◆ WHAT IS BEING ASKED ◆
Give back, character for character, the line that includes "Outline any fire truck ladder you see." and all lines beneath it in the data.

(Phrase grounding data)
##############################
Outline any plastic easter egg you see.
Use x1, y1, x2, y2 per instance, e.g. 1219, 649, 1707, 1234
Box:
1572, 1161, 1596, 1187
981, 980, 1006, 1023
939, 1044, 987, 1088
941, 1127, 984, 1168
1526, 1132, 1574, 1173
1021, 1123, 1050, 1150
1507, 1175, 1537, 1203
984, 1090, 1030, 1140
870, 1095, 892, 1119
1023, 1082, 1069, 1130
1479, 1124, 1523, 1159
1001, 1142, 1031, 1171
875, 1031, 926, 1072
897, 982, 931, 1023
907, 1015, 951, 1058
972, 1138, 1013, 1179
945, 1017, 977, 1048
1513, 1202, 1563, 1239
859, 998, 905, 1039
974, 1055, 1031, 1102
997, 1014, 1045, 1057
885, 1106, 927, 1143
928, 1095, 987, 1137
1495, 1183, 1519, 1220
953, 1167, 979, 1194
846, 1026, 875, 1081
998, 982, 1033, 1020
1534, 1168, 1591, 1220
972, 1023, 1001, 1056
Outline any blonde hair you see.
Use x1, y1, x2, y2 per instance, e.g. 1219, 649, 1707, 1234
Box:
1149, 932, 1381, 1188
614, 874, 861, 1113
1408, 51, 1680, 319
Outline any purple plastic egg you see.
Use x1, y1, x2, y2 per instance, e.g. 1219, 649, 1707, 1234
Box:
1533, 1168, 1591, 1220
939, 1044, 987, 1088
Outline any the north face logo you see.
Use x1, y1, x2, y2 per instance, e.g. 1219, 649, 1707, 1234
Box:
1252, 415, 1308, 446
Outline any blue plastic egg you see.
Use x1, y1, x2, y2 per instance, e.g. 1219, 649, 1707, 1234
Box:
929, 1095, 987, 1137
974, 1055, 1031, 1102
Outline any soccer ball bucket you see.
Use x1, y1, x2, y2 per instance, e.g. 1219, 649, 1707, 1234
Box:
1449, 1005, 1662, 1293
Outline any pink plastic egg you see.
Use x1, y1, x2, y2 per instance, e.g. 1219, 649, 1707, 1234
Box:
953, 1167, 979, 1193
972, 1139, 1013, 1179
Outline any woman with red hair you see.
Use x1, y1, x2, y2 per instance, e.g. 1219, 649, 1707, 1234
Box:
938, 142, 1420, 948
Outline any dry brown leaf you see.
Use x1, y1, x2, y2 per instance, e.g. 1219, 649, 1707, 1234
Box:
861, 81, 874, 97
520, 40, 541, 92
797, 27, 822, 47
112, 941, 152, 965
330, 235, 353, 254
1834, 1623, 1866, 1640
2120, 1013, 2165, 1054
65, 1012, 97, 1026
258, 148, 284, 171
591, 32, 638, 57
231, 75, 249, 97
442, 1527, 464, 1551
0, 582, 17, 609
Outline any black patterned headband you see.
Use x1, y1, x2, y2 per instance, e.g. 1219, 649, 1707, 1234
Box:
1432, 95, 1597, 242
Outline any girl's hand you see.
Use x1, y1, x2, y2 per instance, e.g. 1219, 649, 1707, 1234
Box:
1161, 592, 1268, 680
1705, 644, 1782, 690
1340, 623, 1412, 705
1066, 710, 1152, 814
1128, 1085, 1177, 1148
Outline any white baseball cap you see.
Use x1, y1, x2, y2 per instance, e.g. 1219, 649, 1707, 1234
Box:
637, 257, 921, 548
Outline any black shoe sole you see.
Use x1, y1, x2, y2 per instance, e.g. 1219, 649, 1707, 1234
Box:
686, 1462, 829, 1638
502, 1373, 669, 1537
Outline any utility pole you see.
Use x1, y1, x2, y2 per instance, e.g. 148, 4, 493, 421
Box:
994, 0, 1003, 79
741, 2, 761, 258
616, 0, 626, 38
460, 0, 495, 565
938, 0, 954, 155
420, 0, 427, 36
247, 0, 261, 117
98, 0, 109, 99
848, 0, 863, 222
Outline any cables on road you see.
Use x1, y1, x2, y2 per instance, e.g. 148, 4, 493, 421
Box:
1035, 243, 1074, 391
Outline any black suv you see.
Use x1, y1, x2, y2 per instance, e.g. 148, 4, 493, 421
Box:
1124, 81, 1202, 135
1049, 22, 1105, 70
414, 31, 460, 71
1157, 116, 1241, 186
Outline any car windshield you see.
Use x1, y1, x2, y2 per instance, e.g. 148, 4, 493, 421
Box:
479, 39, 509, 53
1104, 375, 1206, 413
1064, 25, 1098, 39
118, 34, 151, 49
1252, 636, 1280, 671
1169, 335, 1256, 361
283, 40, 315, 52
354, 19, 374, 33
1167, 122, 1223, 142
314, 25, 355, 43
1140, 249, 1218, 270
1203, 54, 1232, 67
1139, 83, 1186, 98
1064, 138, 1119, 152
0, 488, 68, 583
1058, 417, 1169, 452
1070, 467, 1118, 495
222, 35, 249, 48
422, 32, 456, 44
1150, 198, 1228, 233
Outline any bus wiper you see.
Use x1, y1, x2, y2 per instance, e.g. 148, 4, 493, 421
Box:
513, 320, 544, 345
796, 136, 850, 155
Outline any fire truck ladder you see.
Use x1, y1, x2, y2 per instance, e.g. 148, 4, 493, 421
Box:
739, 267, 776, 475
##############################
◆ WRITTEN REPLY ◆
Outline any fire truck ladder you see.
Use x1, y1, x2, y2 per instance, e.g. 148, 4, 493, 421
Box:
739, 267, 776, 475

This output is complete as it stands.